Neue Social Media Plattform: Wie die Politik den Hype um Clubhouse nutzen will

Trotz großer Bedenken beim Datenschutz tummeln sich etliche Spitzenpolitiker auf Clubhouse. Wie wichtig wird die Audio-App im Superwahljahr?

Sie ist die App der Stunde und – da sind sich viele Experten einig – nicht nur ein kurzzeitiger Trend: Die Audio-Plattform „Clubhouse“ ist seit einer Woche auf dem deutschen Markt und seitdem wird im Netz geredet, geredet und geredet.

Das Format ist simpel: Kein Video, kein Chat, nur Reden. Tag und Nacht finden Diskussionen statt, teilnehmen kann jeder – so er oder sie es auf die Plattform geschafft hat. Denn Mitglied im „Clubhouse“ kann nur der werden, der eine Einladung erhält.

Nicht die einzige Kritik, die bereits laut wird. In den USA gibt es „Clubhouse“ schon länger, dort hat die Plattform mit Rassismus, Sexismus und Hate-Speech zu kämpfen. Auch den Datenschutz nimmt das Start-up offenbar nicht ganz ernst.

Trotzdem tummeln sich seit der ersten Stunde auffällig viele Spitzenpolitiker auf der App – und verbringen Stunden auf Podien. Neben reiner Neugier steckt wohl auch einiges taktisches Kalkül dahinter. Im Superwahljahr und mitten in der Pandemie will niemand die Möglichkeit nach Reichweite verschenken.

Wer ist schon da?

### AUSGANGSDATEN
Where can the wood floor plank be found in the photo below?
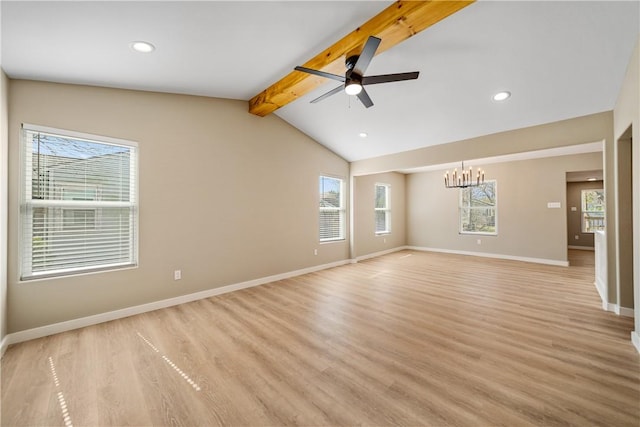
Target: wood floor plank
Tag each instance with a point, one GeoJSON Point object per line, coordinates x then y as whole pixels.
{"type": "Point", "coordinates": [408, 338]}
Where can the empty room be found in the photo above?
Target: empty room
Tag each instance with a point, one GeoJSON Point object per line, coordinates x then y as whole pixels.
{"type": "Point", "coordinates": [328, 213]}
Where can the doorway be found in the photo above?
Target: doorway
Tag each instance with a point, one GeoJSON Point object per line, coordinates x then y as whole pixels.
{"type": "Point", "coordinates": [624, 223]}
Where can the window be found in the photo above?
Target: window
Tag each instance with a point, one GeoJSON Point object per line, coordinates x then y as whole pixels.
{"type": "Point", "coordinates": [79, 203]}
{"type": "Point", "coordinates": [592, 210]}
{"type": "Point", "coordinates": [382, 209]}
{"type": "Point", "coordinates": [332, 213]}
{"type": "Point", "coordinates": [478, 209]}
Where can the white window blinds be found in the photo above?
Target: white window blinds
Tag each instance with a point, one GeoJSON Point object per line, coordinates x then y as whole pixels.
{"type": "Point", "coordinates": [382, 209]}
{"type": "Point", "coordinates": [79, 203]}
{"type": "Point", "coordinates": [332, 212]}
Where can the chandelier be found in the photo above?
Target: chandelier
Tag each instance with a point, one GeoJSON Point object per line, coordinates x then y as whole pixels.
{"type": "Point", "coordinates": [463, 179]}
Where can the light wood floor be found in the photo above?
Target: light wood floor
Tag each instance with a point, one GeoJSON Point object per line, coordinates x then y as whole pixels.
{"type": "Point", "coordinates": [409, 338]}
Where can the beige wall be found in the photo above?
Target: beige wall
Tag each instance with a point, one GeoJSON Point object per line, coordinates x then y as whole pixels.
{"type": "Point", "coordinates": [627, 113]}
{"type": "Point", "coordinates": [580, 130]}
{"type": "Point", "coordinates": [527, 228]}
{"type": "Point", "coordinates": [4, 164]}
{"type": "Point", "coordinates": [574, 218]}
{"type": "Point", "coordinates": [365, 240]}
{"type": "Point", "coordinates": [225, 196]}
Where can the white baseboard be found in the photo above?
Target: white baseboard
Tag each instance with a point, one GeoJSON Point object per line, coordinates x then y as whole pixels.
{"type": "Point", "coordinates": [377, 254]}
{"type": "Point", "coordinates": [490, 255]}
{"type": "Point", "coordinates": [69, 325]}
{"type": "Point", "coordinates": [635, 339]}
{"type": "Point", "coordinates": [624, 311]}
{"type": "Point", "coordinates": [615, 308]}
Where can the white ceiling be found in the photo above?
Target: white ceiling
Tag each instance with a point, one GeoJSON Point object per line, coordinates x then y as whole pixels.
{"type": "Point", "coordinates": [559, 59]}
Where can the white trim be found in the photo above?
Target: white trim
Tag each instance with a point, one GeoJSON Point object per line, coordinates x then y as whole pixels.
{"type": "Point", "coordinates": [601, 288]}
{"type": "Point", "coordinates": [377, 254]}
{"type": "Point", "coordinates": [79, 135]}
{"type": "Point", "coordinates": [82, 322]}
{"type": "Point", "coordinates": [615, 308]}
{"type": "Point", "coordinates": [490, 255]}
{"type": "Point", "coordinates": [3, 345]}
{"type": "Point", "coordinates": [623, 311]}
{"type": "Point", "coordinates": [635, 339]}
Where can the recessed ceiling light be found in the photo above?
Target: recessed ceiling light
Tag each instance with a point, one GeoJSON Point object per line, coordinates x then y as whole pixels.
{"type": "Point", "coordinates": [142, 47]}
{"type": "Point", "coordinates": [501, 96]}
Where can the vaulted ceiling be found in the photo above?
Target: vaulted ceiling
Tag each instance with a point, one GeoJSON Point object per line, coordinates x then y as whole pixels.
{"type": "Point", "coordinates": [558, 59]}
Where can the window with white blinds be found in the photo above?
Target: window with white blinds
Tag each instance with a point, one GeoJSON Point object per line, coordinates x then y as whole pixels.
{"type": "Point", "coordinates": [79, 208]}
{"type": "Point", "coordinates": [382, 209]}
{"type": "Point", "coordinates": [332, 212]}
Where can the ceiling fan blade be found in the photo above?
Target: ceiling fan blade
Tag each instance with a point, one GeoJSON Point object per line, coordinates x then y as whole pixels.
{"type": "Point", "coordinates": [366, 55]}
{"type": "Point", "coordinates": [320, 73]}
{"type": "Point", "coordinates": [328, 94]}
{"type": "Point", "coordinates": [363, 96]}
{"type": "Point", "coordinates": [386, 78]}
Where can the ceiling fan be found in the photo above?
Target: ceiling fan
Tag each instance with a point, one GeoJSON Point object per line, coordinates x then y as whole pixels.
{"type": "Point", "coordinates": [354, 78]}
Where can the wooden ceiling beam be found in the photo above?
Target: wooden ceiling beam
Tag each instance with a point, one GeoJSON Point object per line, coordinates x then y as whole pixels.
{"type": "Point", "coordinates": [396, 23]}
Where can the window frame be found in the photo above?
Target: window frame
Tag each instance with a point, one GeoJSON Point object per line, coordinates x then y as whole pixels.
{"type": "Point", "coordinates": [494, 207]}
{"type": "Point", "coordinates": [386, 209]}
{"type": "Point", "coordinates": [28, 204]}
{"type": "Point", "coordinates": [340, 209]}
{"type": "Point", "coordinates": [583, 211]}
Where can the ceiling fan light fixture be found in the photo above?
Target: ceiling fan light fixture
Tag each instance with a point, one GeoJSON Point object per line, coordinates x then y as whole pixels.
{"type": "Point", "coordinates": [353, 88]}
{"type": "Point", "coordinates": [142, 47]}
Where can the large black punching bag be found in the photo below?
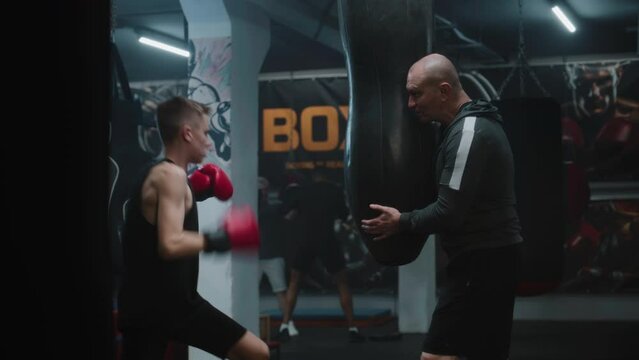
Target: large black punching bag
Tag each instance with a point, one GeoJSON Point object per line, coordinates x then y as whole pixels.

### AUFGABE 1
Wer kann laut dem Text über Clubhouse Mitglied der Plattform werden?
### AUFGABE 2
Schreiben Sie den Text über Clubhouse im Anschluss an die Zwischenüberschrift „Wer ist schon da?“ weiter.
Die Einträge haben mit dem Text über Clubhouse nichts zu tun.

### ANTWORT 1
Nur wer eine Einladung erhält.

### ANTWORT 2
Statistisch gesehen, steht die App nur rund jedem Fünften in Deutschland zur Verfügung, da sie nur mit einem IOS-Betriebssystem funktioniert. Rund 80 Prozent nutzen hierzulande aber Android-Geräte. Wie viele Nutzer „Clubhouse“ bereits hat, ist unklar. Eine entsprechende Anfrage ließ das US-Start-up unbeantwortet. Bislang nutzen vor allem Medienschaffende, junge Unternehmer und Politiker „Clubhouse“.

Bei Letzteren reicht das Spektrum von Philipp Amthor (CDU) bis Kevin Kühnert (SPD). Mit Christian Lindner (FDP) und Saskia Esken (SPD) sind bereits zwei Parteichefs auf der Plattform. Im Bundeskabinett gibt es mit Arbeitsminister Hubertus Heil (SPD), Verteidigungsministerin Annegret Kramp-Karrenbauer (CDU) und Digital-Staatsministerin Dorothee Bär (CSU) bereits drei „Clubhouse“-Mitglieder. Und auch viele Promis – von Moderator Thomas Gottschalk über Fußballer Mats Hummels bis Unternehmer Carsten Maschmeyer – sind schon im Club.

Digitale Sozialdemokraten: Kevin Kühnert (l.) und Saskia Esken sind bereits bei "Clubhouse".
Digitale Sozialdemokraten: Kevin Kühnert (l.) und Saskia Esken sind bereits bei "Clubhouse".
© Reuters

Wie politisch ist die Plattform?

Auf einer Skala vom voyeuristischen Instagram zum hochpolitischen Twitter liege „Clubhouse“ irgendwo dazwischen, findet die FDP-Abgeordnete Marie-Agnes Strack-Zimmermann. „Zumindest in meiner Blase nehme ich das bislang als eine sehr politische Plattform wahr“, sagt sie und blickt auf ihre App. Gerade gebe es ein feministisches Frühstück mit der Europaabgeordneten Katarina Barley (SPD) und 827 Teilnehmenden. „Mir gefällt, dass sich die App auf das Wesentliche konzentriert.“ Keine Herzchen, kein Daumen, keine Kommentare. Stattdessen diskutieren und zuhören.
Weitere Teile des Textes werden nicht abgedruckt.